#### [To do]
Output every line of the records below as a JSON array of strings, one string per line, omitting any blank lines.

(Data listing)
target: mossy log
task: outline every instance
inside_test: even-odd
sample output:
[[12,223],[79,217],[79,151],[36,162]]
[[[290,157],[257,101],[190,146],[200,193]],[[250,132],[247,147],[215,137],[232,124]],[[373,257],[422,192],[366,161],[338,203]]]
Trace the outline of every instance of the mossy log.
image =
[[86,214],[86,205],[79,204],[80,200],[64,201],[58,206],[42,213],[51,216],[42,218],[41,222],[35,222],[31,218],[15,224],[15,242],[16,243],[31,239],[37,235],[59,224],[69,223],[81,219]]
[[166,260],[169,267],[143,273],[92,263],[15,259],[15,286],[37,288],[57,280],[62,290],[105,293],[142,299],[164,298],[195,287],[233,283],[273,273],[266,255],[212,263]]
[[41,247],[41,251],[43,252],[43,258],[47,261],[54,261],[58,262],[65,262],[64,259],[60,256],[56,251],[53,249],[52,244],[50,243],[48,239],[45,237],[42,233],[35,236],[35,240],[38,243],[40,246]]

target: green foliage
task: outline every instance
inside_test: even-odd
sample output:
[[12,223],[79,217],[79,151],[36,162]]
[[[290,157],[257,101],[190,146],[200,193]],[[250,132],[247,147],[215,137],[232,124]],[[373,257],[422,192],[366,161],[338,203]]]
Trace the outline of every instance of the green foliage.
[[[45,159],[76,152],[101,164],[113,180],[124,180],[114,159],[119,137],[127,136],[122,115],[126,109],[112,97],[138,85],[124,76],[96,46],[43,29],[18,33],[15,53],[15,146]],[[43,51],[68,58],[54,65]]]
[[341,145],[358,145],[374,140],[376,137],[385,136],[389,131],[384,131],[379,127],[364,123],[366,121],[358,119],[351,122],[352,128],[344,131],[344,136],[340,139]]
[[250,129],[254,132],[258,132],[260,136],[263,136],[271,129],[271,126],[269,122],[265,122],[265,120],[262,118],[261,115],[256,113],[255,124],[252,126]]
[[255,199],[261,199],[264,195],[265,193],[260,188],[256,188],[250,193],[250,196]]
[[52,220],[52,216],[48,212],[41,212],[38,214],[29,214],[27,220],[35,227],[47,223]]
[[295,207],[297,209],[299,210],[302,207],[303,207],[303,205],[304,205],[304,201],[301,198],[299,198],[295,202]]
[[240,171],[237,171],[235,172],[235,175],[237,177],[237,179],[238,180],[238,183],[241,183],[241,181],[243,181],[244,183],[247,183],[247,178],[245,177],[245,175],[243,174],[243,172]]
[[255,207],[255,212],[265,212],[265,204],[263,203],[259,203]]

#### [Result]
[
  "target: mossy log",
  "task: outline every instance",
  "inside_test: even-odd",
  "sample output:",
  "[[12,223],[79,217],[79,151],[36,162]]",
  "[[[290,157],[257,101],[190,146],[200,193]],[[250,132],[247,147],[215,137],[232,124]],[[373,257],[422,192],[366,161],[338,203]]]",
  "Trace the outline of every instance of the mossy log.",
  "image =",
  "[[86,214],[86,205],[79,204],[80,200],[64,201],[58,206],[42,213],[51,216],[42,218],[41,222],[35,222],[31,218],[15,224],[15,242],[16,243],[31,239],[37,235],[59,224],[69,223],[81,219]]",
  "[[166,260],[169,267],[143,273],[92,263],[15,259],[15,286],[37,288],[57,280],[62,290],[105,293],[142,299],[164,298],[195,287],[233,283],[273,273],[266,255],[212,263]]",
  "[[41,247],[41,251],[43,252],[43,258],[47,261],[54,261],[58,262],[65,262],[64,259],[60,256],[56,251],[53,249],[52,244],[50,243],[48,239],[45,237],[42,233],[35,236],[35,240],[38,243],[40,246]]",
  "target: green foliage",
  "task: outline every instance",
  "inside_test: even-odd",
  "sample output:",
  "[[12,223],[79,217],[79,151],[36,162]]",
  "[[[290,157],[257,101],[190,146],[200,193]],[[250,132],[247,147],[215,137],[232,124]],[[373,257],[422,192],[366,161],[338,203]]]",
  "Trace the outline of every instance of the green foliage.",
  "[[[45,159],[76,152],[101,164],[113,180],[124,180],[114,159],[119,137],[127,136],[122,115],[126,109],[112,97],[138,85],[124,76],[96,46],[43,29],[18,33],[15,53],[15,146]],[[43,51],[68,58],[54,65]]]",
  "[[341,145],[358,145],[374,140],[376,137],[385,136],[389,131],[384,131],[379,127],[364,123],[366,121],[358,119],[351,122],[352,128],[344,131],[344,136],[340,139]]",
  "[[250,129],[254,132],[258,132],[260,136],[263,136],[271,129],[271,126],[269,122],[265,122],[265,120],[262,118],[261,115],[256,113],[255,124],[252,126]]",
  "[[255,199],[261,199],[264,195],[265,193],[260,188],[256,188],[250,193],[250,196]]",
  "[[52,220],[52,216],[48,212],[41,212],[38,214],[29,214],[27,220],[35,227],[47,223]]",
  "[[295,207],[297,209],[299,210],[302,207],[303,207],[303,205],[304,205],[304,201],[301,198],[299,198],[295,202]]",
  "[[240,171],[237,171],[235,172],[235,175],[237,177],[237,179],[238,180],[238,183],[241,183],[241,181],[243,181],[244,183],[247,183],[247,178],[245,177],[245,175],[243,174],[243,172]]",
  "[[255,207],[255,212],[265,212],[265,204],[263,203],[259,203]]"
]